## AIM OF THE TASK
Could you set out the listing below as a numbered list, skipping blank lines and leaving the pictures out?

---------------

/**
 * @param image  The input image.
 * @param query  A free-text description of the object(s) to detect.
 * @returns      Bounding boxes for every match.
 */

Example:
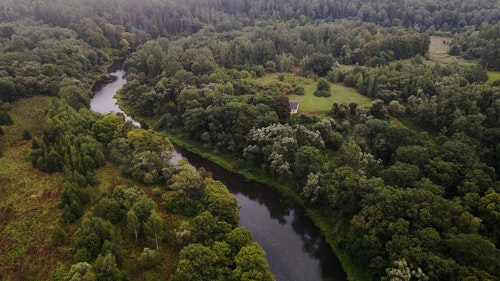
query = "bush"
[0,110,14,125]
[23,130,32,140]
[314,90,332,98]
[51,225,67,247]
[316,78,330,91]
[138,248,160,269]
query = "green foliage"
[64,262,96,281]
[314,90,332,98]
[316,78,330,91]
[73,216,116,263]
[92,254,127,281]
[144,210,167,251]
[23,130,32,140]
[0,110,14,126]
[233,242,274,281]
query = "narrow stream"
[90,70,347,281]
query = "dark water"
[91,70,347,281]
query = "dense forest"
[0,0,500,280]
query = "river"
[90,70,347,281]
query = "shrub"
[314,90,332,98]
[0,110,14,125]
[23,130,32,140]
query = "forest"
[0,0,500,280]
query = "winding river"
[90,70,347,281]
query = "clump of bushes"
[314,78,332,97]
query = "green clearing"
[488,71,500,81]
[289,83,371,113]
[257,73,371,113]
[0,97,67,280]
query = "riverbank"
[124,111,369,281]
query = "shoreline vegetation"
[124,110,369,281]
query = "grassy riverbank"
[135,115,368,281]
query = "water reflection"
[91,70,347,281]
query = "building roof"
[290,101,299,114]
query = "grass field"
[0,96,179,281]
[0,97,67,280]
[258,74,371,113]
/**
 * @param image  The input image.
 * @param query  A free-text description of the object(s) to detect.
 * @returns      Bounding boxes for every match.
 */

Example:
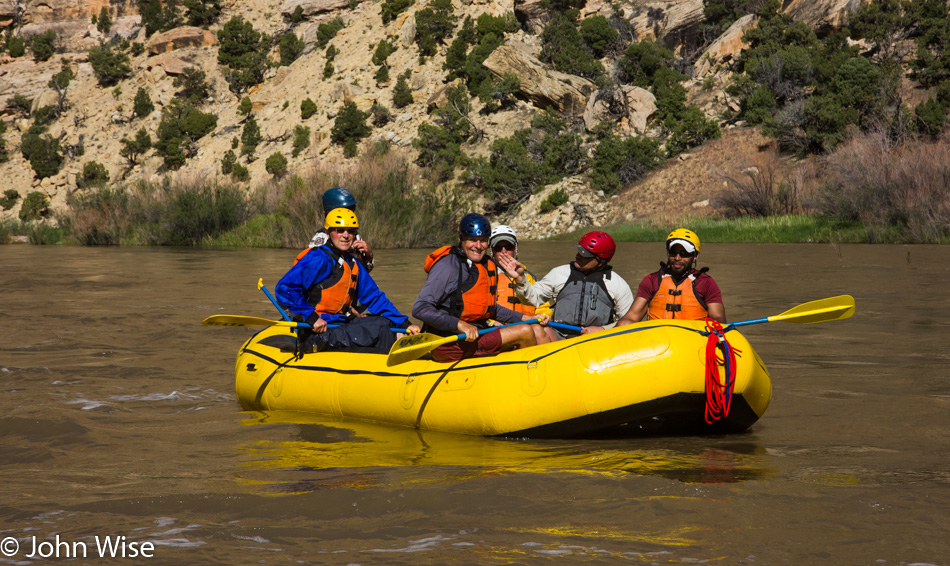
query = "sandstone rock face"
[584,85,656,136]
[514,0,547,34]
[8,0,138,27]
[785,0,870,31]
[145,26,218,55]
[693,14,756,79]
[145,53,194,75]
[484,41,596,113]
[280,0,350,18]
[581,0,703,53]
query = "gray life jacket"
[554,263,614,336]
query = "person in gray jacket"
[495,231,633,338]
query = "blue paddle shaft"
[261,283,294,328]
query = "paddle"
[386,318,538,366]
[729,295,854,326]
[201,314,405,332]
[258,277,292,328]
[201,314,316,328]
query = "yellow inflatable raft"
[235,321,772,438]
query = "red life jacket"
[301,246,360,314]
[647,267,709,320]
[424,246,498,322]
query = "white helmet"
[488,224,518,258]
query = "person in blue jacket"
[276,208,419,354]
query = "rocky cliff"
[0,0,858,236]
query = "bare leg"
[498,324,538,352]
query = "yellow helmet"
[323,208,360,230]
[666,228,699,255]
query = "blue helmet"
[459,212,491,238]
[323,187,356,214]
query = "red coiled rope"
[706,318,741,424]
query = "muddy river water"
[0,242,950,565]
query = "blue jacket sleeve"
[352,264,409,328]
[274,248,333,320]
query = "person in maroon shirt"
[617,228,726,326]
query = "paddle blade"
[768,295,854,324]
[201,314,305,328]
[386,332,459,366]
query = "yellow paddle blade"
[769,295,854,324]
[201,314,299,328]
[386,332,459,366]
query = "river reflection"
[238,411,777,494]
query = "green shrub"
[154,98,218,169]
[538,10,606,84]
[238,96,254,116]
[231,163,251,182]
[590,131,663,195]
[393,74,413,108]
[182,0,221,29]
[7,29,26,59]
[218,16,269,95]
[172,67,211,106]
[221,149,237,175]
[415,0,458,60]
[0,189,20,210]
[277,31,306,66]
[914,98,947,140]
[291,124,310,157]
[119,128,152,169]
[665,106,722,157]
[89,43,132,86]
[617,40,673,88]
[264,151,287,177]
[369,102,393,128]
[330,102,372,154]
[317,18,346,49]
[580,14,620,59]
[0,120,10,163]
[20,191,49,222]
[373,38,396,65]
[300,98,317,120]
[379,0,415,24]
[538,189,570,214]
[241,115,264,159]
[77,161,109,189]
[28,30,59,61]
[20,125,65,179]
[132,87,155,118]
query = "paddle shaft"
[257,277,292,328]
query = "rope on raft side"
[704,318,742,424]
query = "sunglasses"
[669,248,696,259]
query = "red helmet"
[577,231,617,261]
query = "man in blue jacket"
[276,208,419,354]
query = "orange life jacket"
[647,268,709,320]
[291,248,313,267]
[301,246,360,314]
[424,246,498,322]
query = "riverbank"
[9,215,950,249]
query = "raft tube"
[235,321,772,438]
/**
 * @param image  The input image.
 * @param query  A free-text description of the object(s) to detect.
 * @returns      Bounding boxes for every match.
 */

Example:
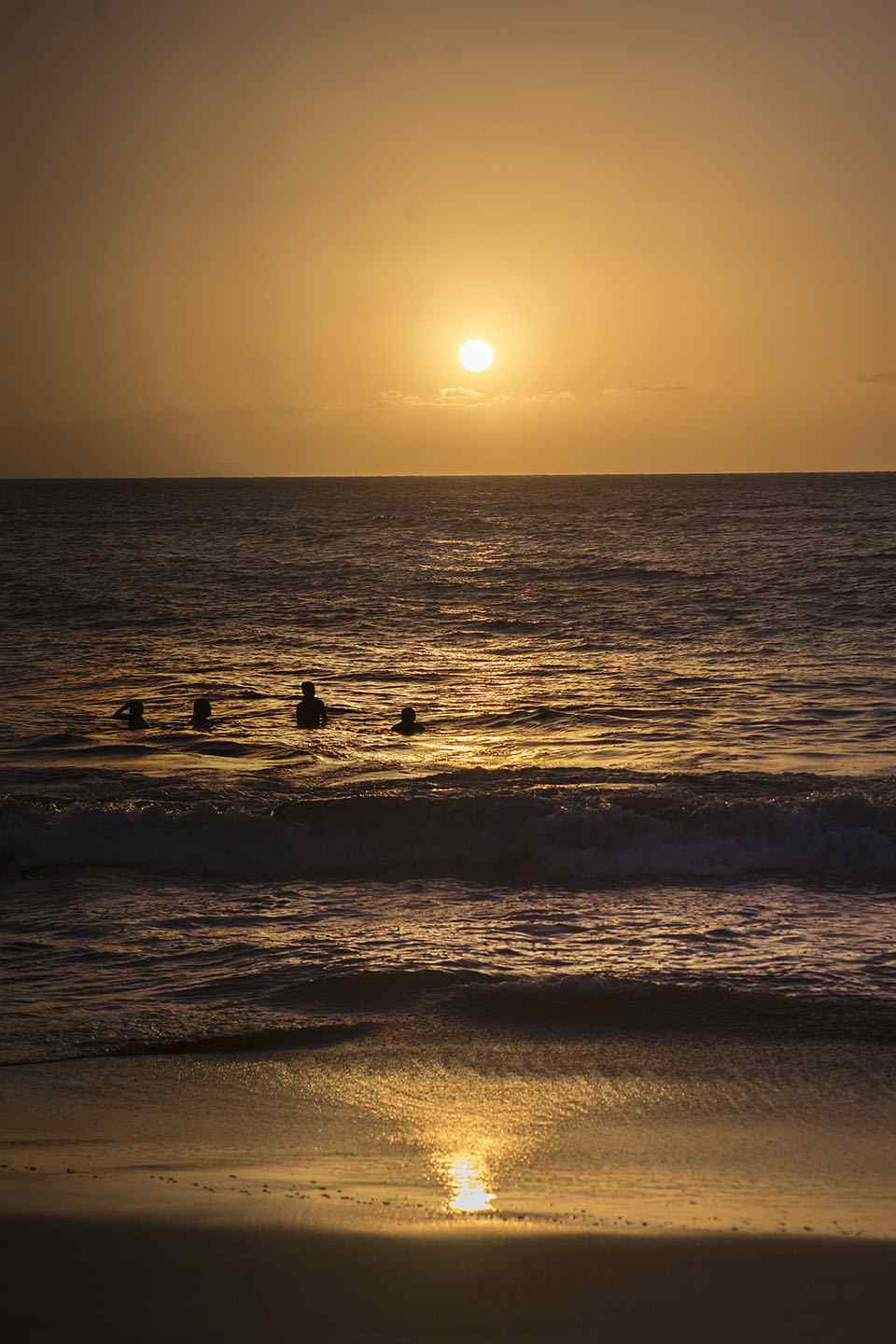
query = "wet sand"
[0,1035,896,1344]
[0,1193,896,1344]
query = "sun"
[456,340,495,373]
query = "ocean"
[0,474,896,1084]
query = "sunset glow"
[456,340,495,373]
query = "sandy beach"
[0,1041,896,1344]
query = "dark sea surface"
[0,474,896,1062]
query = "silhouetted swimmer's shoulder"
[296,681,327,728]
[189,694,212,728]
[392,705,426,738]
[113,700,149,728]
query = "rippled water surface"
[0,476,896,1057]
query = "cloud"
[377,387,575,410]
[435,387,487,406]
[525,392,575,406]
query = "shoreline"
[0,1193,896,1344]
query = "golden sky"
[0,0,896,474]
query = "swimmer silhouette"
[189,694,211,728]
[113,700,149,728]
[296,681,327,728]
[392,705,426,738]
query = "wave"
[0,770,896,886]
[0,1021,376,1069]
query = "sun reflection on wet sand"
[435,1152,495,1213]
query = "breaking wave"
[0,772,896,886]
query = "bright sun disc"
[456,340,495,373]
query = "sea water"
[0,474,896,1062]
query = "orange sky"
[0,0,896,474]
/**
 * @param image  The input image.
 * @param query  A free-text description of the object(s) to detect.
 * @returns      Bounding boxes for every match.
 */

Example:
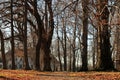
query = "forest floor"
[0,70,120,80]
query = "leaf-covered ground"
[0,70,120,80]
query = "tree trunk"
[11,0,15,69]
[96,0,114,70]
[0,30,7,69]
[81,0,88,71]
[23,0,30,70]
[41,36,52,71]
[101,6,114,70]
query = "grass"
[0,70,120,80]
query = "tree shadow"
[0,76,16,80]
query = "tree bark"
[0,30,7,69]
[23,0,30,70]
[96,0,114,70]
[81,0,88,71]
[11,0,15,69]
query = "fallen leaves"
[0,70,120,80]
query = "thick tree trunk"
[35,38,41,71]
[81,0,88,71]
[96,0,114,70]
[23,0,30,70]
[101,6,114,70]
[11,0,15,69]
[0,30,7,69]
[41,36,52,71]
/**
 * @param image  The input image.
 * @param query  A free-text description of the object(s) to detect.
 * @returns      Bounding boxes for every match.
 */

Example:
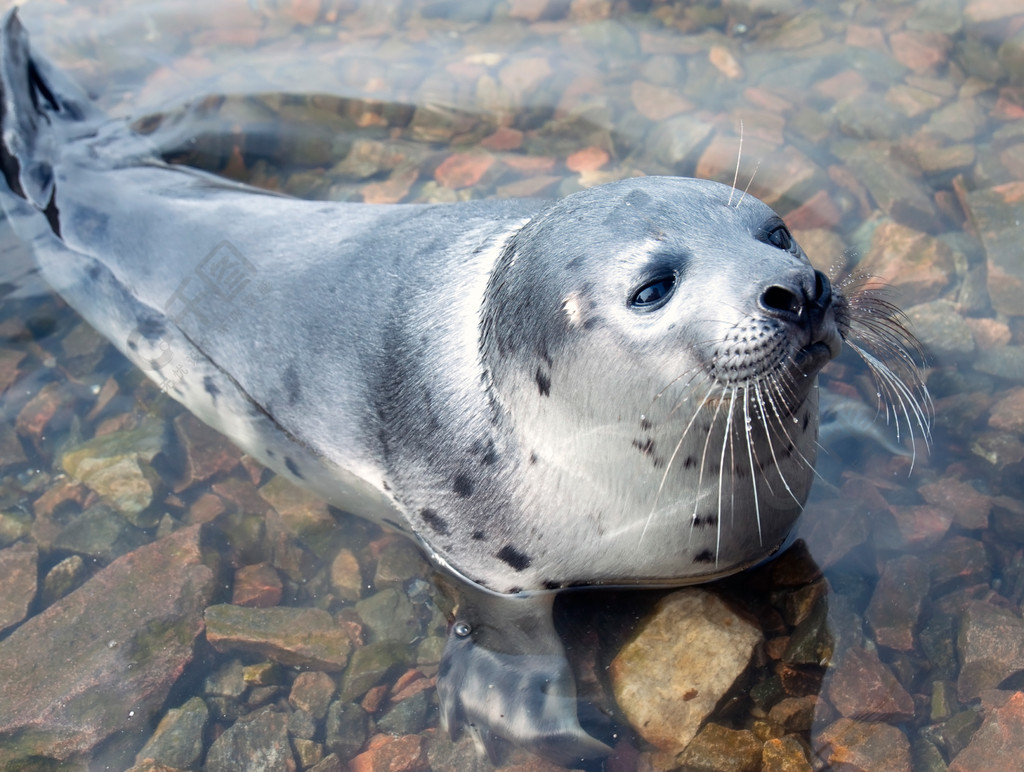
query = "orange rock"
[348,734,430,772]
[889,31,952,75]
[231,563,282,608]
[502,156,555,174]
[434,153,495,190]
[565,146,609,173]
[0,348,25,394]
[630,81,693,121]
[362,167,420,204]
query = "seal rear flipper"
[437,587,611,766]
[0,8,98,211]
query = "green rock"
[355,588,420,644]
[206,603,351,672]
[324,700,369,759]
[339,641,411,702]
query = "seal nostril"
[761,285,804,316]
[814,270,831,308]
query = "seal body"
[0,13,843,759]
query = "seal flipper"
[437,587,611,765]
[0,8,101,211]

---------------

## REPLY
1. /**
2.  * @param image  The input image.
3.  * @param query  A free-text description of the object(s) to detect.
4.  * @returns      Bounding boxes for every match.
5.  */
6. Example:
7. query = "bush"
8. [0,110,14,125]
9. [23,130,32,140]
10. [314,90,332,98]
11. [51,225,67,247]
12. [316,78,330,91]
13. [138,248,160,269]
14. query = "green foliage"
15. [64,262,96,281]
16. [314,90,332,98]
17. [316,78,330,91]
18. [73,216,116,263]
19. [92,254,127,281]
20. [144,210,167,251]
21. [23,130,32,140]
22. [0,110,14,126]
23. [233,242,274,281]
24. query = "narrow stream"
25. [90,70,347,281]
26. query = "dark water"
27. [91,70,347,281]
28. query = "dense forest"
29. [0,0,500,280]
30. query = "river"
31. [90,70,347,281]
32. query = "shrub"
33. [314,90,332,98]
34. [0,110,14,125]
35. [23,130,32,140]
36. query = "forest"
37. [0,0,500,280]
38. query = "winding river"
39. [90,70,347,281]
40. query = "clump of bushes"
41. [314,78,332,97]
42. query = "green clearing"
43. [488,71,500,81]
44. [289,83,371,113]
45. [257,73,371,113]
46. [0,97,67,280]
47. query = "riverbank"
48. [124,111,369,281]
49. query = "shoreline vegetation"
50. [124,110,369,281]
51. query = "grassy riverbank"
52. [135,115,368,281]
53. query = "water reflection"
54. [91,70,347,281]
55. query = "building roof"
56. [290,101,299,114]
57. query = "grass field"
58. [0,96,179,281]
59. [0,97,67,280]
60. [258,74,371,113]
61. /**
62.  * @param image  The input image.
63.  * @param query  A free-text description of the object(s) to detect.
64.  * @returns      Bounding boxes for every match.
65.  */
66. Example:
67. query = "sandstone rock face"
68. [584,85,656,136]
69. [514,0,547,34]
70. [8,0,138,27]
71. [785,0,870,31]
72. [145,26,218,55]
73. [693,14,756,79]
74. [145,53,194,75]
75. [484,41,596,113]
76. [280,0,350,18]
77. [581,0,703,53]
78. query = "gray life jacket"
79. [554,263,614,336]
80. query = "person in gray jacket"
81. [495,231,633,338]
82. query = "blue paddle shaft"
83. [261,283,294,328]
84. query = "paddle"
85. [386,318,538,366]
86. [729,295,854,326]
87. [201,314,405,332]
88. [258,277,292,328]
89. [201,314,316,328]
90. query = "yellow inflatable raft"
91. [235,321,772,438]
92. query = "red life jacket"
93. [301,246,360,314]
94. [647,267,709,320]
95. [424,246,498,322]
96. query = "white helmet"
97. [488,224,518,258]
98. query = "person in blue jacket"
99. [276,208,419,354]
100. query = "rocky cliff"
101. [0,0,858,236]
102. query = "bare leg"
103. [498,324,538,352]
104. query = "yellow helmet"
105. [323,208,360,230]
106. [666,228,699,255]
107. query = "blue helmet"
108. [459,212,491,238]
109. [323,187,356,214]
110. query = "red coiled rope"
111. [706,318,741,424]
112. query = "muddy river water"
113. [0,242,950,565]
114. query = "blue jacket sleeve"
115. [352,264,409,328]
116. [274,248,333,320]
117. query = "person in maroon shirt"
118. [617,228,726,326]
119. query = "paddle blade"
120. [768,295,854,324]
121. [201,314,305,328]
122. [386,332,459,366]
123. query = "yellow paddle blade"
124. [769,295,854,324]
125. [201,314,299,328]
126. [386,332,459,366]
127. query = "river reflection"
128. [238,411,777,494]
129. query = "green shrub"
130. [154,98,218,169]
131. [538,10,606,84]
132. [238,96,254,116]
133. [231,163,251,182]
134. [590,131,663,195]
135. [393,74,413,108]
136. [182,0,221,29]
137. [7,29,26,59]
138. [218,16,269,95]
139. [172,67,211,106]
140. [221,149,237,175]
141. [415,0,458,60]
142. [0,189,20,210]
143. [277,31,306,66]
144. [914,98,947,140]
145. [291,124,310,157]
146. [119,128,152,169]
147. [665,106,722,157]
148. [89,43,132,86]
149. [617,40,673,88]
150. [264,151,287,177]
151. [369,102,393,128]
152. [330,102,372,154]
153. [317,18,346,49]
154. [580,14,620,59]
155. [0,120,10,163]
156. [20,191,49,222]
157. [373,38,396,65]
158. [300,98,317,120]
159. [379,0,415,24]
160. [538,189,570,214]
161. [241,115,264,159]
162. [77,161,109,189]
163. [28,30,59,61]
164. [20,125,65,179]
165. [132,87,155,118]
166. query = "paddle shaft"
167. [257,277,292,328]
168. query = "rope on raft side"
169. [704,318,742,424]
170. query = "sunglasses"
171. [669,248,696,259]
172. query = "red helmet"
173. [577,231,617,261]
174. query = "man in blue jacket"
175. [276,208,419,354]
176. query = "orange life jacket"
177. [647,268,709,320]
178. [291,248,313,267]
179. [301,246,360,314]
180. [424,246,498,322]
181. query = "riverbank"
182. [9,215,950,249]
183. query = "raft tube"
184. [235,321,772,438]
185. /**
186.  * @param image  The input image.
187.  * @param query  A free-text description of the object(s) to detect.
188.  * @returns      Bounding boxes for every match.
189.  */
190. Example:
191. query = "wet sand"
192. [0,1035,896,1344]
193. [0,1193,896,1344]
194. query = "sun"
195. [456,340,495,373]
196. query = "ocean"
197. [0,474,896,1084]
198. query = "sunset glow"
199. [456,340,495,373]
200. query = "sandy beach"
201. [0,1041,896,1344]
202. query = "dark sea surface"
203. [0,474,896,1062]
204. query = "silhouetted swimmer's shoulder"
205. [296,681,327,728]
206. [189,694,212,728]
207. [392,705,426,738]
208. [113,700,149,728]
209. query = "rippled water surface"
210. [0,476,896,1057]
211. query = "cloud"
212. [377,387,575,410]
213. [435,387,487,406]
214. [525,392,575,406]
215. query = "shoreline"
216. [0,1193,896,1344]
217. query = "golden sky"
218. [0,0,896,474]
219. query = "swimmer silhouette"
220. [189,694,211,728]
221. [113,700,149,728]
222. [296,681,327,728]
223. [392,705,426,738]
224. query = "wave"
225. [0,770,896,886]
226. [0,1021,376,1069]
227. query = "sun reflection on wet sand"
228. [435,1152,495,1213]
229. query = "breaking wave"
230. [0,772,896,886]
231. query = "bright sun disc"
232. [456,340,495,373]
233. query = "sea water"
234. [0,474,896,1062]
235. query = "orange sky"
236. [0,0,896,474]
237. /**
238.  * @param image  The input image.
239.  * @param query  A free-text description of the object(s) to detect.
240.  * @returns      Bounding boxes for every match.
241.  */
242. Example:
243. query = "forest floor"
244. [0,70,120,80]
245. query = "leaf-covered ground"
246. [0,70,120,80]
247. query = "tree trunk"
248. [11,0,15,69]
249. [96,0,114,70]
250. [0,30,7,69]
251. [81,0,88,71]
252. [23,0,30,70]
253. [41,36,52,71]
254. [101,6,114,70]
255. query = "grass"
256. [0,70,120,80]
257. query = "tree shadow"
258. [0,76,16,80]
259. query = "tree bark"
260. [0,30,7,69]
261. [23,0,30,70]
262. [96,0,114,70]
263. [81,0,88,71]
264. [11,0,15,69]
265. query = "fallen leaves"
266. [0,70,120,80]
267. query = "thick tree trunk"
268. [35,38,41,71]
269. [81,0,88,71]
270. [96,0,114,70]
271. [23,0,30,70]
272. [101,6,114,70]
273. [11,0,15,69]
274. [0,30,7,69]
275. [41,36,52,71]
276. /**
277.  * @param image  The input image.
278.  * @param query  A free-text description of the object(s) to detect.
279.  * @returns      Bounding boxes for every match.
280.  */
281. Example:
282. query = "orange rock"
283. [348,734,430,772]
284. [889,31,952,75]
285. [231,563,282,608]
286. [502,156,555,174]
287. [434,153,495,190]
288. [565,146,609,173]
289. [0,348,25,394]
290. [630,81,693,121]
291. [362,167,420,204]
292. query = "seal rear flipper"
293. [437,587,611,766]
294. [0,8,98,211]
295. query = "green rock"
296. [355,588,420,644]
297. [206,603,351,672]
298. [324,700,369,759]
299. [339,641,411,702]
300. query = "seal nostril"
301. [761,285,804,316]
302. [814,270,831,308]
303. query = "seal body"
304. [0,13,843,759]
305. query = "seal flipper"
306. [437,587,611,765]
307. [0,8,101,211]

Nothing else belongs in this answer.